À faire
(1) Mettez sous forme de liste JSON de chaînes les lignes à traiter, en commençant à celle qui contient "Could you please locate the hillside" et en terminant à la dernière. Donnez une chaîne par ligne, sans les lignes vides, et laissez les images hors de la réponse.
(2) Reprenez le texte sur la réputation d'entreprise à la suite de sa dernière phrase.

Page
——————————
La réputation d'entreprise n'est pas un concept récent. Des les années 1920, le baron de l'industrie américaine Henry Ford disait "deux choses n'apparaissent pas au bilan d'une entreprise, sa réputation et ses hommes" mais aussi "Une entreprise qui ne crée que de l'argent est une mauvais entreprise". La nécessité de voir plus loin que les résultats financiers pour assurer la pérennité d'une entreprise n'est donc pas nouvelle.
En revanche, la gestion de la réputation telle qu'elle a émergé comme principe de mesure et gestion des impacts de l'activité de l'entreprise sur ses différents publics est à la fois beaucoup plus récente et nébuleuse.
——————————
Lignes à traiter
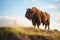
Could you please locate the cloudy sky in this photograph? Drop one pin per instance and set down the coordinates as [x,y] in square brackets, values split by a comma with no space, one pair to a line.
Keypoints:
[16,9]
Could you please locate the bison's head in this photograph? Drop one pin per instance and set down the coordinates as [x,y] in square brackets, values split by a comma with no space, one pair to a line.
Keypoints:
[29,13]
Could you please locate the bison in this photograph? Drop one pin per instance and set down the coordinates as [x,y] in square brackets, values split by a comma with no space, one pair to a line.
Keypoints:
[37,17]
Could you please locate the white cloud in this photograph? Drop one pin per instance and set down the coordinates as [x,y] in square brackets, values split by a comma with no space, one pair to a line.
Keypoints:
[48,7]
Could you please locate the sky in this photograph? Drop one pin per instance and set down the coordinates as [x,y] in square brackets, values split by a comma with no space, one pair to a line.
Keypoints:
[15,9]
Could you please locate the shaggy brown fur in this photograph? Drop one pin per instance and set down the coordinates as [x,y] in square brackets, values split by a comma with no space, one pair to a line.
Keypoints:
[38,17]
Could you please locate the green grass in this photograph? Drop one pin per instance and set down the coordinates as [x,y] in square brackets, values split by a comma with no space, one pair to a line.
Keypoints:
[20,32]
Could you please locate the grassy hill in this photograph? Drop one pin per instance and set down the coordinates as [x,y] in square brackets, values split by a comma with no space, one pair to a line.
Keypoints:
[27,33]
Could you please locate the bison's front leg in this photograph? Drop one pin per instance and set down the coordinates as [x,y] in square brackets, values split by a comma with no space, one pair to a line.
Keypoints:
[34,23]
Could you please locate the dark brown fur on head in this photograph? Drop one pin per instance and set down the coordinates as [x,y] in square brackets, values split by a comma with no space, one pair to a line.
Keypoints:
[38,16]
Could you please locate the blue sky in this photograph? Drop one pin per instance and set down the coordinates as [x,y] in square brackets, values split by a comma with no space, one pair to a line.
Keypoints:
[17,8]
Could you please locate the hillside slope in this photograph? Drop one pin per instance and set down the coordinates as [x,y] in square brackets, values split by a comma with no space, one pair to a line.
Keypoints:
[27,33]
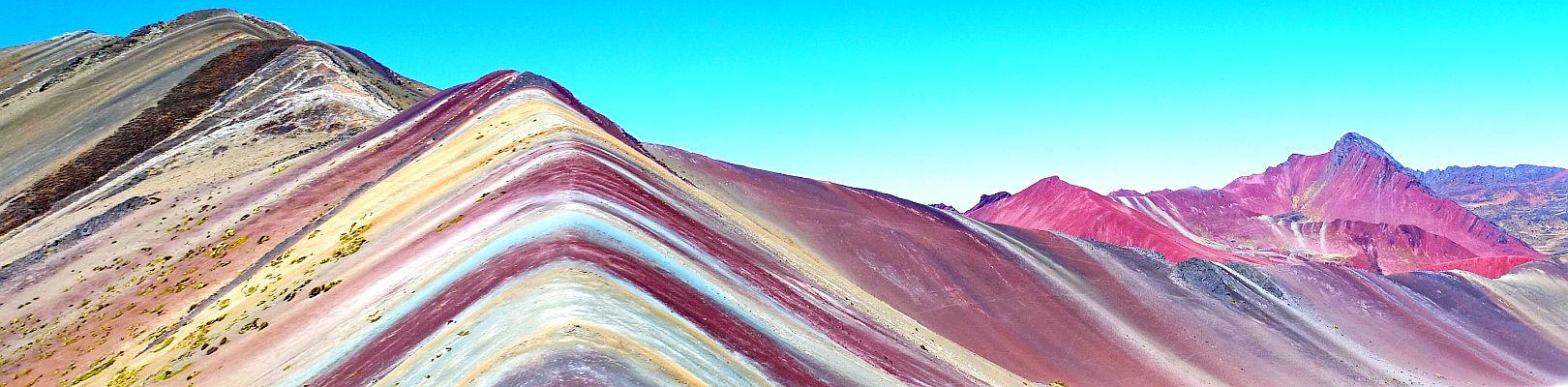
——————————
Corrigés
(1)
[
  "Could you please locate the hillside slope in this photograph? Drop one pin per instance and set down the coordinates as [x,y] in square brackets, values split by a comma with no space, one pair to a line.",
  "Keypoints:",
  "[27,33]"
]

(2)
Une recherche du terme sur Google produit des résultats particulièrement divers, dominés par la veille et la gestion de crise - un épouvantail vendeur mais court-terme et nécessairement occasionnel sans aucun rapport avec une stratégie de construction axée sur la durée - mais aussi suppression de commentaires négatifs, SEO, gestion de risque, web marketing et bien d'autres facettes extrêmement partielles d'une réalité beaucoup plus importante et globale.
Définir la réputation d'une entreprise
La peur d'un commentaire négatif sur Internet est la principale source d'intérêt pour la gestion de la réputation. Alors qu'il a été prouvé qu'en accroissant leur notoriété, les commentaires négatifs peuvent être bénéfiques aux petites entreprises et aux produits méconnus.
Avant de définir le type d'impact que les réseaux sociaux, problèmes de gouvernance ou catastrophes naturelles peuvent avoir sur
la réputation d'une entreprise, soyons clair sur ce que signifie réellement ce terme.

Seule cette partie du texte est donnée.